PASSAGE PROVIDED:
***

1. A smart contact lens, characterized in that the smart contact lens comprises: a substrate; and

multiple detecting elements provided in multiple edge areas of the substrate, the detecting elements generating detection signals when contacting eyelids of a user wearing the smart contact lens, to detect lines of sight of the user.

2. The smart contact lens according to claim 1, characterized in that,

the multiple detecting elements are provided in all or part of edge areas of the substrate.

3. The smart contact lens according to either one of claims 1 or 2, characterized in that,

the multiple detecting elements are capacitance contact elements, and result in a change of an output voltage and/or current when contacting the eyelids of the user, to generate the detection signals.

4. The smart contact lens according to any one of claims 1-3, characterized in that the smart contact lens further comprises:

a wireless communication unit configured to perform signal transmission with external electronic equipment.

***

DATA SHOWN:
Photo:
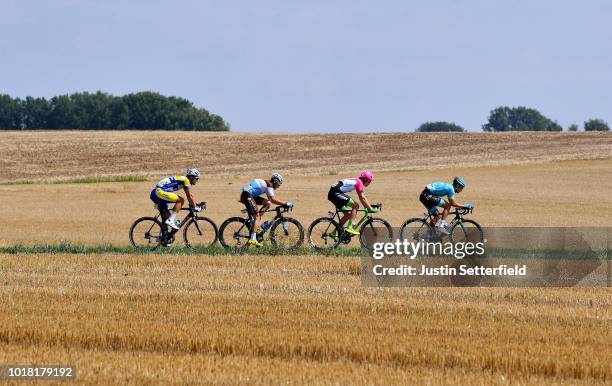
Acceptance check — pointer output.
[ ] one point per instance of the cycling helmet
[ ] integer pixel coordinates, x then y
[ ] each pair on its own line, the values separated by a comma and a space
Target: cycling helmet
193, 172
276, 179
458, 181
367, 175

***

INSTRUCTIONS:
a. In the smart contact lens claims, what type of elements are the detecting elements in claim 3?
b. Using the smart contact lens claims, explain how the detecting elements produce their detection signals and what those signals are meant to detect.
c. Pick up the smart contact lens claims after claim 4 and write what comes next.

OUTPUTS BY TASK:
a. Capacitance contact elements.

b. The detecting elements are capacitance contact elements whose output voltage and/or current changes when they contact the eyelids of the user, and this change generates the detection signals. The signals are used to detect the lines of sight of the user wearing the lens.

c.
5. The smart contact lens according to any one of claims 1-4, characterized in that the smart contact lens further comprises:

an image capturing unit configured to capture an image according to the detected lines of sight of the user.

6. The smart contact lens according to claim 5, characterized in including two smart contact lenses that are respectively worn on the left eye and the right eye of the user; and the image capturing unit determines a focus position for capturing an image according to three-dimensional coordinates of an intersection of the detected line of sight of the left eye and line of sight of the right eye of the user.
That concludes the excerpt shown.